Start of Exercise material

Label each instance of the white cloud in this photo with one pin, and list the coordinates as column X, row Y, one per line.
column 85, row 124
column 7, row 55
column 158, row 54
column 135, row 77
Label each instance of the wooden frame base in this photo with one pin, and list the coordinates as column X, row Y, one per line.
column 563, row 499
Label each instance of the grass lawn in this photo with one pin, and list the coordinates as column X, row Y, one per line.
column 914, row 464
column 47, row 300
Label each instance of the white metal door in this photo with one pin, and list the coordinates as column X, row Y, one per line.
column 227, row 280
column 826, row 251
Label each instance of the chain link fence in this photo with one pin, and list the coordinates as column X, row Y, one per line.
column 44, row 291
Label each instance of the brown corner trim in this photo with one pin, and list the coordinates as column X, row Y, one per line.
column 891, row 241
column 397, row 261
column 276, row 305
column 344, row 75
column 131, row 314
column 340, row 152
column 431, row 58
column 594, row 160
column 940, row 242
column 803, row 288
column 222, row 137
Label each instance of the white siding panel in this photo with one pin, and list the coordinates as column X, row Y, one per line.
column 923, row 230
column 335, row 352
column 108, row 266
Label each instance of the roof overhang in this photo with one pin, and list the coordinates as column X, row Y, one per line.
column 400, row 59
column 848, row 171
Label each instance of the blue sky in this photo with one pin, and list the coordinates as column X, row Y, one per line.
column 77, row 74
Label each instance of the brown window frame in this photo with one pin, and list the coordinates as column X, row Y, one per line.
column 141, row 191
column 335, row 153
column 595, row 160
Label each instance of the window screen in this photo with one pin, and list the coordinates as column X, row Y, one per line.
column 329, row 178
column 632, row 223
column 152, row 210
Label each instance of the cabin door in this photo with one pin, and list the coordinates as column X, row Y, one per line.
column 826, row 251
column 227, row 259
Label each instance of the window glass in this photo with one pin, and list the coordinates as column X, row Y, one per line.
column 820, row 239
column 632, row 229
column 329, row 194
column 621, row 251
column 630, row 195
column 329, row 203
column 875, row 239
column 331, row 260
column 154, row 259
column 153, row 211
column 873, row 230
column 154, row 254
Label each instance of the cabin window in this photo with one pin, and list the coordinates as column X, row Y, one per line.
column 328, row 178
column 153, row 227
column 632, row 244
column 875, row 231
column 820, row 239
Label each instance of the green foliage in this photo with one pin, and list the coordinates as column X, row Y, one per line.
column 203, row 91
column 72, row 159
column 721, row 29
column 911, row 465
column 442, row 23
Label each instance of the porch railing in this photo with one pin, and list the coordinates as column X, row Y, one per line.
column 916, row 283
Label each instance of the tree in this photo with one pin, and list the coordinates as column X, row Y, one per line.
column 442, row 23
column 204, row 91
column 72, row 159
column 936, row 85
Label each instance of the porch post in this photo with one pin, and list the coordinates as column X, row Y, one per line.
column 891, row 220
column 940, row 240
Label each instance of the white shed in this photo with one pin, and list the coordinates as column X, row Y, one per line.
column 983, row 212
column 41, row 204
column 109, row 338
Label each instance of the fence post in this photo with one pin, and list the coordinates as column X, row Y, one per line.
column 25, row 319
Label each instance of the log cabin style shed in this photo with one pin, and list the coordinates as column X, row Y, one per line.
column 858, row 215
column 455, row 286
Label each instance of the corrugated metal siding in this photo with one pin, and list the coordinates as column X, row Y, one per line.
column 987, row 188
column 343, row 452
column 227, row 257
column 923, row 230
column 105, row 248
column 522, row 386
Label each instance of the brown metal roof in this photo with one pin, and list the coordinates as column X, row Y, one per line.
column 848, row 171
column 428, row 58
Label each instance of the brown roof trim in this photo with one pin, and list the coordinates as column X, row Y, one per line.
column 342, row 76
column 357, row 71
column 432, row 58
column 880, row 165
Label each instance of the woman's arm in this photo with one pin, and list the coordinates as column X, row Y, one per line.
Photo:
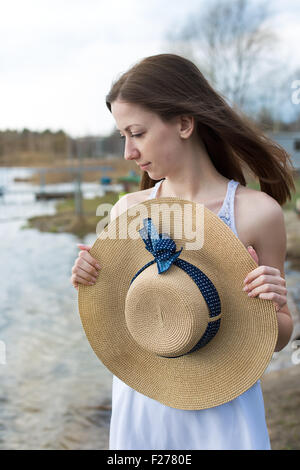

End of Exercise material

• **What to do**: In the copy, include no pictures, but repeat the listing exactly.

• **Solution for this problem**:
Label each instance of the white cloud in this photo with one pin, and list the coordinates as column X, row Y, one per line.
column 85, row 124
column 7, row 55
column 158, row 54
column 135, row 77
Label each instance of the wooden frame base in this photo with one pin, and list the coordinates as column X, row Y, one per line.
column 563, row 499
Label each instance of the grass lawn in this photo with one pin, and list the coordinates as column X, row Y, one per line.
column 914, row 464
column 47, row 300
Label each instance of the white metal door in this photo with one pin, and list the coordinates as column X, row Y, one per line.
column 227, row 280
column 826, row 251
Label each instance of the chain link fence in this photo with one pin, and list the coordinates as column X, row Y, one per line.
column 44, row 291
Label each instance of the brown corner trim in this photo with one pin, and list the coordinates as column X, row Y, one per line.
column 891, row 241
column 397, row 261
column 276, row 305
column 344, row 75
column 131, row 314
column 340, row 152
column 431, row 58
column 594, row 160
column 940, row 242
column 803, row 288
column 222, row 137
Label each instance of the white siding panel in this photo with one pin, and list the coordinates as column X, row Y, one per line.
column 923, row 230
column 335, row 352
column 108, row 266
Label each instance of the roof overhang in this photo with one pin, and list the coordinates as column X, row Y, one per line.
column 400, row 59
column 848, row 171
Label each instance of the blue sky in this photo with one pin, and list the coordinates as column X, row Y, one per line.
column 77, row 74
Label each instance of the brown window frame in this photo with one pin, and list the coordinates as column X, row Y, one per line.
column 141, row 191
column 335, row 153
column 595, row 160
Label each instance of the window screen in this photo with one pin, and list the coordinates as column X, row Y, one per line.
column 329, row 178
column 632, row 223
column 152, row 210
Label each instance of the cabin door in this photo with one pin, and list the coordinates as column X, row Y, one per line.
column 826, row 251
column 227, row 259
Label each instance of the window glass in this photo with one pin, and list the coordinates as column X, row Y, one per line.
column 820, row 239
column 632, row 229
column 329, row 194
column 621, row 251
column 630, row 195
column 329, row 203
column 875, row 239
column 331, row 260
column 154, row 259
column 153, row 211
column 873, row 230
column 154, row 254
Label each instance of the cabin window in this photo with one pin, and list the coordinates as column X, row Y, one per line.
column 328, row 178
column 153, row 227
column 632, row 244
column 875, row 231
column 820, row 239
Label each instance of the green foliage in this photo with one pin, and list the coordinates as column X, row Y, one per line.
column 203, row 91
column 72, row 159
column 721, row 29
column 911, row 465
column 442, row 23
Label each instance of the porch railing in this photo with one pin, and list the coordinates as column X, row Y, one per line.
column 916, row 283
Label each instance of the tree in this photo with one pin, and list the coordinates as column X, row Y, one per line.
column 442, row 23
column 204, row 91
column 72, row 159
column 936, row 85
Label each instance of the porch post in this photo with one pin, and list the coordinates as column X, row Y, one per line.
column 891, row 220
column 940, row 240
Label each instance of the white shed in this photo with one pin, and list the coordinates as column X, row Y, one per line.
column 983, row 212
column 41, row 204
column 109, row 338
Label each instance of the fence post in this photo with one pin, and list the coordinates as column X, row Y, one per line.
column 25, row 319
Label each instance of the log cabin style shed in this photo with one pin, and list the coordinates as column X, row Y, one per line.
column 858, row 215
column 455, row 286
Label each instance of the corrugated metal siding in this photo with one pin, and list the coordinates as column X, row Y, one per line.
column 987, row 188
column 343, row 452
column 227, row 257
column 923, row 230
column 105, row 248
column 522, row 386
Label each instance of the brown metal roof in this photo with one pin, and list the coordinates as column X, row Y, one per line.
column 848, row 171
column 428, row 58
Label each instance of the brown roof trim in this photo with one pin, and list the coordinates as column X, row Y, one per line.
column 342, row 76
column 357, row 71
column 432, row 58
column 880, row 165
Label each instance of the woman's arm in this photo with one pin, and list the coordinates as column X, row Y, one per line.
Photo:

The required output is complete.